## begin EXTRACTED INFORMATION

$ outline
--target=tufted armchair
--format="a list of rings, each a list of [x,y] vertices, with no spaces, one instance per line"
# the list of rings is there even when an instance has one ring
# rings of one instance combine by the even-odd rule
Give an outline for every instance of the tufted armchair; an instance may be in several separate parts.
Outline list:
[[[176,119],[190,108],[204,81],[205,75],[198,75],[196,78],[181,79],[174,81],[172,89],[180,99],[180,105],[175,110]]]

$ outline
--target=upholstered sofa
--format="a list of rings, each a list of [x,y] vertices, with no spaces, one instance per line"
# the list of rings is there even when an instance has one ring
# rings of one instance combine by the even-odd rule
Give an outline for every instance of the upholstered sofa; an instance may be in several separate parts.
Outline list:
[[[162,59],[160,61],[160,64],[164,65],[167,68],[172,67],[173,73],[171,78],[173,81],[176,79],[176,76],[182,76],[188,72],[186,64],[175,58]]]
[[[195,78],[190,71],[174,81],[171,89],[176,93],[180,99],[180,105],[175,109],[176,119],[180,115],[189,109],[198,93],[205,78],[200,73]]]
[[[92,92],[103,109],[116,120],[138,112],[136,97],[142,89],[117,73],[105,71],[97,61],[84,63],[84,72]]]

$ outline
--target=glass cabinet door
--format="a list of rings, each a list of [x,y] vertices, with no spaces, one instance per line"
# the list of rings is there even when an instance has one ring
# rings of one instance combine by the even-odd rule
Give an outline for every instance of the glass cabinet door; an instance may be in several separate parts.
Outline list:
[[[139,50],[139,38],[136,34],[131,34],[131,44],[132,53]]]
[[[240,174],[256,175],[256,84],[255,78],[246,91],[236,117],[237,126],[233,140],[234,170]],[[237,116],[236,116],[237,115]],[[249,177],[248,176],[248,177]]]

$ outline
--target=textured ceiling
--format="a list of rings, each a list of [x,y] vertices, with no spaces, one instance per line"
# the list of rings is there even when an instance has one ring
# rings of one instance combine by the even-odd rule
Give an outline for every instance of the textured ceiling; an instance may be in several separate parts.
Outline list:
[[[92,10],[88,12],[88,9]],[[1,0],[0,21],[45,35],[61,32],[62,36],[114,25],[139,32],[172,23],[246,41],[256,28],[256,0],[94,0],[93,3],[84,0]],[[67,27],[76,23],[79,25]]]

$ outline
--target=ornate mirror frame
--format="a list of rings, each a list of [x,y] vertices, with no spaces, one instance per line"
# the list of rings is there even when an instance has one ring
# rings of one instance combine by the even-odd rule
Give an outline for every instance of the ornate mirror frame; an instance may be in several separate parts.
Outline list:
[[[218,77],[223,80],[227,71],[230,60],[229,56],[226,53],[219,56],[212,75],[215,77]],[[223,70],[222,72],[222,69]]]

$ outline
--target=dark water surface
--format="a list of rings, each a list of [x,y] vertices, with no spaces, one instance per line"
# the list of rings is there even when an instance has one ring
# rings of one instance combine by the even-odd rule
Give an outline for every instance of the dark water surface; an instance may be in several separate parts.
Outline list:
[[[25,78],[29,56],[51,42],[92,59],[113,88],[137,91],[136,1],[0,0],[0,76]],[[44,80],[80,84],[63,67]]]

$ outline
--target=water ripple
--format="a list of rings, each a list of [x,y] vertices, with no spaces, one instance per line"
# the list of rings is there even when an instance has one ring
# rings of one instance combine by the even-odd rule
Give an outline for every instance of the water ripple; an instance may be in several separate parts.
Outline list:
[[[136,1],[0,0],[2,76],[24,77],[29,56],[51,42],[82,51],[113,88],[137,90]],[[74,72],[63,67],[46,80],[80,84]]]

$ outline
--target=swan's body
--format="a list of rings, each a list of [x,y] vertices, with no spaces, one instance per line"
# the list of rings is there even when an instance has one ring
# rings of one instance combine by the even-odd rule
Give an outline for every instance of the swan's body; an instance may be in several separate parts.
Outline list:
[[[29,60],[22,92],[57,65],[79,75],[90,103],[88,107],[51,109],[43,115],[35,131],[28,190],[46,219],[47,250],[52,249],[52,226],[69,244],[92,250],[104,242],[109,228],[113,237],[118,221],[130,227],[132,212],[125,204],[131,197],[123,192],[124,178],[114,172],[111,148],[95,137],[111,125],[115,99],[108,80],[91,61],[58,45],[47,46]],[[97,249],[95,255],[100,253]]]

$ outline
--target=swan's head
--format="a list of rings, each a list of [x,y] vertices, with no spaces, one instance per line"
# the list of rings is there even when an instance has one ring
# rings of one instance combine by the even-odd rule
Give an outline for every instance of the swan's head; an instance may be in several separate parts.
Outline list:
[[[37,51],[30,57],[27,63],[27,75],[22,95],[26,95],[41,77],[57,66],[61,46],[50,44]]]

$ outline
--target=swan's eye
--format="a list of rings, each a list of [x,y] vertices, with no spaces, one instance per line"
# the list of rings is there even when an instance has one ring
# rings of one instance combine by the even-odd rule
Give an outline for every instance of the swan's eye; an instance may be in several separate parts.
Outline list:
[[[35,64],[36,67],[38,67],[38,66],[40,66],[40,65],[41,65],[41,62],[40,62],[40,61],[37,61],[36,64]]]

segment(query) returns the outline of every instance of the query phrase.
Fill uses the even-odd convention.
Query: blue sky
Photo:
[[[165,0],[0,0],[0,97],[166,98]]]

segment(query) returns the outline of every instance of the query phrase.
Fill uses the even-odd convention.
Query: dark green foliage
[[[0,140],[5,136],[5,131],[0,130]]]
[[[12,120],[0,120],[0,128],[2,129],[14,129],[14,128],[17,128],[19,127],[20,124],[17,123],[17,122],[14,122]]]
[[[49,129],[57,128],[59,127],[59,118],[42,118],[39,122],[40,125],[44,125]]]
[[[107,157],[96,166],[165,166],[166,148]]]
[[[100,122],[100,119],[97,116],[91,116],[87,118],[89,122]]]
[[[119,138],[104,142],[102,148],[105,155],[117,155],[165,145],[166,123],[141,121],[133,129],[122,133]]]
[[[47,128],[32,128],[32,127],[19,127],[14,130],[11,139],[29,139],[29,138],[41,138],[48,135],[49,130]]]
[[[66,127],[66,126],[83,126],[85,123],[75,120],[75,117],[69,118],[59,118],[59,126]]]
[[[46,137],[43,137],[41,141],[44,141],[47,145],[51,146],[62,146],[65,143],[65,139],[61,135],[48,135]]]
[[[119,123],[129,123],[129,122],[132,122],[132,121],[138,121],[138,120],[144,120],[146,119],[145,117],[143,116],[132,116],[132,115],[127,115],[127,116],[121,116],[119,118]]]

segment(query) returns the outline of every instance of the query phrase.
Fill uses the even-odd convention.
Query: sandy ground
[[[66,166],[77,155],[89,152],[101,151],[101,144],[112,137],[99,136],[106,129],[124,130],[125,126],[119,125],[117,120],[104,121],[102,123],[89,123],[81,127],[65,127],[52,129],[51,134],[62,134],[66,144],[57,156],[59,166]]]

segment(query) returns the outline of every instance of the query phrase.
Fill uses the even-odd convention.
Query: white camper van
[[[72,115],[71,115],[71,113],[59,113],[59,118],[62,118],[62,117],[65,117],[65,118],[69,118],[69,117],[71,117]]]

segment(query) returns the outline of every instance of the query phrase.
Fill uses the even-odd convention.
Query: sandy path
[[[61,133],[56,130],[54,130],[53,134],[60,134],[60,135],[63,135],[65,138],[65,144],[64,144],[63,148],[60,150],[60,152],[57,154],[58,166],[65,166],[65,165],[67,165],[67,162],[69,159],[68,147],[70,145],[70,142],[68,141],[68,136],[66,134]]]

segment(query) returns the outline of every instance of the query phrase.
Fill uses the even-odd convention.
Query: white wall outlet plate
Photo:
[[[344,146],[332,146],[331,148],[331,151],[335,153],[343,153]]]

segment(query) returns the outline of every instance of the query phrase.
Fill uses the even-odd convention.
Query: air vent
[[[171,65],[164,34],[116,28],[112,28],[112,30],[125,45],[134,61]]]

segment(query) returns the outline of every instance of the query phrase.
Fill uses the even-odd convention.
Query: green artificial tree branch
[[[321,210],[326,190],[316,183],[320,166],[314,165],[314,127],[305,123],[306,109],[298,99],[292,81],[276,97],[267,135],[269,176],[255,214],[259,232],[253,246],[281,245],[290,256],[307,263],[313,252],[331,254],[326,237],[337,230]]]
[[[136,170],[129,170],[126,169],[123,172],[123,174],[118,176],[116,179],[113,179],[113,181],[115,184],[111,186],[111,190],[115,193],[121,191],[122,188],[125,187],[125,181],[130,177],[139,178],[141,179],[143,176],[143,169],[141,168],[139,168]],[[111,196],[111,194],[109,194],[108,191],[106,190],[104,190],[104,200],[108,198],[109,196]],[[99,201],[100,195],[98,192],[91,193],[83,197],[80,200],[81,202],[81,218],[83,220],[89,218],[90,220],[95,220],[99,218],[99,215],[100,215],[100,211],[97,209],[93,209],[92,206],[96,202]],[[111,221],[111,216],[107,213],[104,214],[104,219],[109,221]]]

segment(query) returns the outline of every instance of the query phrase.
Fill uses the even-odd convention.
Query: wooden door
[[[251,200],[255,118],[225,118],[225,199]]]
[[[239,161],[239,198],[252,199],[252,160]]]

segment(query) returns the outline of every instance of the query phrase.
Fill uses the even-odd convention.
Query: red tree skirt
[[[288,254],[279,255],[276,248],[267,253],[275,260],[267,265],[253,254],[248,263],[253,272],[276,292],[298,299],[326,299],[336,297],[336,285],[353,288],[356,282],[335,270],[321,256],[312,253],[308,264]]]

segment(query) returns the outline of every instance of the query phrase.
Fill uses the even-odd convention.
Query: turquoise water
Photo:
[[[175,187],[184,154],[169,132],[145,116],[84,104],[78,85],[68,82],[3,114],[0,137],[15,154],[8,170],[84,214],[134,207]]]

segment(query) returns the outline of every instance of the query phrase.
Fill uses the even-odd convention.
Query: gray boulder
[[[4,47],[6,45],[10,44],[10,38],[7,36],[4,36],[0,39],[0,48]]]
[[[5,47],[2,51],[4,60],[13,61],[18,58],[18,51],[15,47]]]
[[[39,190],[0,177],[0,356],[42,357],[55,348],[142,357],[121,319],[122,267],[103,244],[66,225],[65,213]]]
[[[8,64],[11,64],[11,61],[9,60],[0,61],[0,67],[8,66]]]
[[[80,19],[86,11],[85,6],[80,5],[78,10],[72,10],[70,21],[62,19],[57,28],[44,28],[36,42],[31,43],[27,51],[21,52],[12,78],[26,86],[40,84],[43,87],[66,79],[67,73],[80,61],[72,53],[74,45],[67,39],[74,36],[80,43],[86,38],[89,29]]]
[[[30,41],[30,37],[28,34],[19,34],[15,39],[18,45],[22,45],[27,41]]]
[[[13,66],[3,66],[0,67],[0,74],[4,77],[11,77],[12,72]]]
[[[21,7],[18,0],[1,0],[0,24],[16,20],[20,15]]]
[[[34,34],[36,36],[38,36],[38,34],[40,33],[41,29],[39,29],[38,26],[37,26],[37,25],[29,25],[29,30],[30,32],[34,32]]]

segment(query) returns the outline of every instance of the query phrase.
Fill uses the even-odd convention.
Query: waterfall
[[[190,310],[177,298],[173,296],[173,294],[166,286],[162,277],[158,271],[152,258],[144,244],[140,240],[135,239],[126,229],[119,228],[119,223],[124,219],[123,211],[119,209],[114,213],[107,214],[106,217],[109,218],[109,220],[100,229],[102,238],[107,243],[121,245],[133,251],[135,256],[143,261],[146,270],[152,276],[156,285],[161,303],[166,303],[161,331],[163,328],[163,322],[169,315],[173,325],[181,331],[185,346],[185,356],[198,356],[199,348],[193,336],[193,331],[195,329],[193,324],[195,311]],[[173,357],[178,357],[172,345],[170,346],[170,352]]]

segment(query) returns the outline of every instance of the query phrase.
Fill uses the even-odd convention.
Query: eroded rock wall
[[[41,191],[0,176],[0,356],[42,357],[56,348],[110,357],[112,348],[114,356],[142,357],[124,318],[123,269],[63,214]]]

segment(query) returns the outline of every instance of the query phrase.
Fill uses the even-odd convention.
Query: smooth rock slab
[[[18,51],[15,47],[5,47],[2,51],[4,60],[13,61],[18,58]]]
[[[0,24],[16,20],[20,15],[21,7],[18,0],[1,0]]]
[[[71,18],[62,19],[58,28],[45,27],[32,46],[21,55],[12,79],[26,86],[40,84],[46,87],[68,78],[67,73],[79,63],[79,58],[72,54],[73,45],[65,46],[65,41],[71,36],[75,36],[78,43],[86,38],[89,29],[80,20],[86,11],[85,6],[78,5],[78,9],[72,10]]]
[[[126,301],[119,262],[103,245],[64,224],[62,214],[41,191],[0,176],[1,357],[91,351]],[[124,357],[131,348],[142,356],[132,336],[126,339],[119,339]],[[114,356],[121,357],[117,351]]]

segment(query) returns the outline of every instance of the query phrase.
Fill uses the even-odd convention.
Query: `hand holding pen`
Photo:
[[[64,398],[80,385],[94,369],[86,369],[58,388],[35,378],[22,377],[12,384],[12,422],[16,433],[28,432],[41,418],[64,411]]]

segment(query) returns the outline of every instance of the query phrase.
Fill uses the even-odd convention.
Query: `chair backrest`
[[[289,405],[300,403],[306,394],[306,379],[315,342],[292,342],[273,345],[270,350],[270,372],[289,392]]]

## end EXTRACTED INFORMATION

> [WHAT YOU NEED TO DO]: Extract each line of the items above that contains the string "armchair". The match is case-sensitive.

> [THE COMPLETED TASK]:
--target=tufted armchair
Give an outline for every instance of the tufted armchair; an instance may be in several separate parts.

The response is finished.